Our research has several limitations. First, our ablation studies were carried out based on the 4x accelerated dataset that we tune model parameters by fixing some of them while testing the rest, instead of using a fine-grid searching method. Second, we trained and evaluated our method largely on simulated data at two different acceleration factors since it is difficult to collect both real-world accelerated and fully-sampled data simultaneously. We did evaluate our method based on real-world accelerated data and compared their derived $\text{ADC}$ maps with those computed from fully-sampled data subsequently. However, such pairs of data might capture different diffusion information. Third, the present study only considered identical, evenly spaced view angles of DW images at all $\text{b}$-values. A more complete analysis would involve other view ordering schemes, such as golden-angle, or one in which different view angles are used to encode for different $\text{b}$-values. In our current work, although fewer $\text{b}$-values are required to fit an exponential curve, five $\text{b}$-values were collected in order to improve least-square fitting and also to leave open the possibility to access diffusion kurtosis in subsequent analysis. The availability of additional $\text{b}$-values may have facilitated high acceleration factors that were achieved in this work than in fewer $\text{b}$-values had been available. Lastly, our research has been focusing on preclinical imaging studies. Therefore, we have not specifically tested our method on human data, such as those collected using PROPELLER (36). We believe that our method can be applied to any other data with different image acquisition schemes given that the proposed method is based on deep learning, which can learn the underlying relationships among k-space data, regardless of the acquisition scheme used to obtain the data. The network, however, would need to be retrained with data acquired using the desired acquisition scheme.

5. Conclusion

We developed a deep learning method, referred to as DeepADC-Net, to generate apparent diffusion coefficient maps from accelerated diffusion-weighted MR data, achieving 4 to 8-fold acceleration of DWI acquisition. The proposed DeepADC-Net integrating a densely connected Encoder-Decoder architecture with a vision transformer is shown to perform superior to widely used compressed sensing and several state-of-the-art deep learning models for computing $\text{ADC}$ maps.

* _Work order 1_:
Answer these questions from the DeepADC-Net excerpt:
(a) On which accelerated dataset were the ablation studies carried out?
(b) How many b-values were collected?
(c) What range of acceleration of DWI acquisition did DeepADC-Net achieve?
* _Work order 2_: According to the DeepADC-Net excerpt, why were five b-values collected even though fewer are needed to fit an exponential curve?

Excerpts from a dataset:
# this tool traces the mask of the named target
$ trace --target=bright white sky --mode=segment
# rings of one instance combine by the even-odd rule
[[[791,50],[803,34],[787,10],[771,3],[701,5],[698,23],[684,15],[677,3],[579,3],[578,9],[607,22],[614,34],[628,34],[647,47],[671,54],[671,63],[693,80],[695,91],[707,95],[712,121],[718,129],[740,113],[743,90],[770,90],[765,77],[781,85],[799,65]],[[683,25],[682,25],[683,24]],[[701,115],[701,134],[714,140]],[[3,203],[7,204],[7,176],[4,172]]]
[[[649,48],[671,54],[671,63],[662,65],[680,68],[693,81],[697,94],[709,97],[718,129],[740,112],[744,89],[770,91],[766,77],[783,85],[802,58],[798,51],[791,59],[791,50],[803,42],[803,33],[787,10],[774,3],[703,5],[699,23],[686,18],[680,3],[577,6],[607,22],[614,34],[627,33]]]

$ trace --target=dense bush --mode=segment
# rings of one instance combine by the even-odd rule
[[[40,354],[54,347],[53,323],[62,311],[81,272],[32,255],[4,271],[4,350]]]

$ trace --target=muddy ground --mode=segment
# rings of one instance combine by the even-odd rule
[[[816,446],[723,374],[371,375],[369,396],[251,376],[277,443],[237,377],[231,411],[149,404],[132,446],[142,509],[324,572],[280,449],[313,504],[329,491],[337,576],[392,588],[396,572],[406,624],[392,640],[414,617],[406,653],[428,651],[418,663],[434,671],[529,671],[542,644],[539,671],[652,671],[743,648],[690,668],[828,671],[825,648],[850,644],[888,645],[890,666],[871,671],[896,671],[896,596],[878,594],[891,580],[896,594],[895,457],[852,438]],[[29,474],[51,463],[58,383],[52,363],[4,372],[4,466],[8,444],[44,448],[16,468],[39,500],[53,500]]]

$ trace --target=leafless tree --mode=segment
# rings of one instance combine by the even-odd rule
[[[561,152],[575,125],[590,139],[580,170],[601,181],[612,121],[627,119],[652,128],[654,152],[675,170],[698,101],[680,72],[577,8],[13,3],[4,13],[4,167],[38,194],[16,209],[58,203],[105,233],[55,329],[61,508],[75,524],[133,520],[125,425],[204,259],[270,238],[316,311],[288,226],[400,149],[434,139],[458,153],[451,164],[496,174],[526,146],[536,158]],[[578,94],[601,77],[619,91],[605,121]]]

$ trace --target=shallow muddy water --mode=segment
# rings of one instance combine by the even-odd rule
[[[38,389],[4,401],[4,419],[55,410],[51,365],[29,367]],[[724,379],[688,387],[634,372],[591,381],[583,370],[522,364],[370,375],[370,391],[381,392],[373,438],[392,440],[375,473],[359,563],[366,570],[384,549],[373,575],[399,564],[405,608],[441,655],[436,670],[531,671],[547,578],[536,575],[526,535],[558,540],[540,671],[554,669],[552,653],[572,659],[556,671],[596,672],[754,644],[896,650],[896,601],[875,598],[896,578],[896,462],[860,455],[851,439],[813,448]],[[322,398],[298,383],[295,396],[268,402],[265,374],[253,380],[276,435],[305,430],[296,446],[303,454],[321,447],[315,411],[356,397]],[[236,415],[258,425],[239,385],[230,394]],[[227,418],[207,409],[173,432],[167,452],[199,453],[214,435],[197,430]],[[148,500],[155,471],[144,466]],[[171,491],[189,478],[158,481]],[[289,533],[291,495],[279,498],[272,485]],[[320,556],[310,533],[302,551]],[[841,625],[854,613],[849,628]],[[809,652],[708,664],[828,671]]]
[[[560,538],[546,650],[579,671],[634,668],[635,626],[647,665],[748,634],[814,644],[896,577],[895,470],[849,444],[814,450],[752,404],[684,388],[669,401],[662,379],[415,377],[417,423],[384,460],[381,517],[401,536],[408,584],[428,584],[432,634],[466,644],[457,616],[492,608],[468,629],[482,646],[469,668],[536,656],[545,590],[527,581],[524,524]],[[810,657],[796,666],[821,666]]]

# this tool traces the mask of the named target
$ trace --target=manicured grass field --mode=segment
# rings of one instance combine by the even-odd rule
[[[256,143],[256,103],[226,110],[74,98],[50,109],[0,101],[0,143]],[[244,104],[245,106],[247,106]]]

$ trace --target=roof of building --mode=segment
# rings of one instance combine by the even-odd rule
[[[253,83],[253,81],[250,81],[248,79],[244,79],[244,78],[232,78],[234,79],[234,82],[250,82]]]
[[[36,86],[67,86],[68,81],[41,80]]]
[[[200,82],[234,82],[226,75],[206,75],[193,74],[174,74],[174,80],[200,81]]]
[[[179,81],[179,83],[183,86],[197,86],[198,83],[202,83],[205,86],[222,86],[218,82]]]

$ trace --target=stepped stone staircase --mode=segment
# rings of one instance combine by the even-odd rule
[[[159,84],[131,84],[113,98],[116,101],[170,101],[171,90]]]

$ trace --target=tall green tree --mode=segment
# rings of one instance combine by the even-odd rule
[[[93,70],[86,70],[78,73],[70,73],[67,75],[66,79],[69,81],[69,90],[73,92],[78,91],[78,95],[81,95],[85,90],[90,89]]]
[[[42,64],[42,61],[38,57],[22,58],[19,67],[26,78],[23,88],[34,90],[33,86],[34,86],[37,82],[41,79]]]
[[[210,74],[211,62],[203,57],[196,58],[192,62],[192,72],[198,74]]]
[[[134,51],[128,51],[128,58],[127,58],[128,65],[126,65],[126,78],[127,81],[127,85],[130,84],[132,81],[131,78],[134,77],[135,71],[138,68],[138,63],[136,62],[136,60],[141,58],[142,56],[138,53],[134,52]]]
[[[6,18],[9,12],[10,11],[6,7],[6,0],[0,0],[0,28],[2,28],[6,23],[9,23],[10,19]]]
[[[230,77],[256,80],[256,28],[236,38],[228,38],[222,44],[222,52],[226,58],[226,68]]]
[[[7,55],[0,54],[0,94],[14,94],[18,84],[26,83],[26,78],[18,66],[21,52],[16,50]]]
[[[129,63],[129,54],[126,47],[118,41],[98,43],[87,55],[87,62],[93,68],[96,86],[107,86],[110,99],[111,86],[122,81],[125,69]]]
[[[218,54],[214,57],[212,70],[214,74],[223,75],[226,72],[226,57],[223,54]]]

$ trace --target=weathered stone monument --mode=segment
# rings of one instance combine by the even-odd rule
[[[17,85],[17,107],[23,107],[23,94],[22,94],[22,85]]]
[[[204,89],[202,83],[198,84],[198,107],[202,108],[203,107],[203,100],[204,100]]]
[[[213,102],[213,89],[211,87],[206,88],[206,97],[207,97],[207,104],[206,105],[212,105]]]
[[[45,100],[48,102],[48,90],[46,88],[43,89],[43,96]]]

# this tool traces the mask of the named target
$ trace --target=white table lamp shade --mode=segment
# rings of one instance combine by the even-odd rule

* _Task answer 1_:
(a) The 4x accelerated dataset.
(b) Five.
(c) 4 to 8-fold.

* _Task answer 2_: Five b-values were collected to improve the least-square fitting. They also leave open the possibility of accessing diffusion kurtosis in later analysis.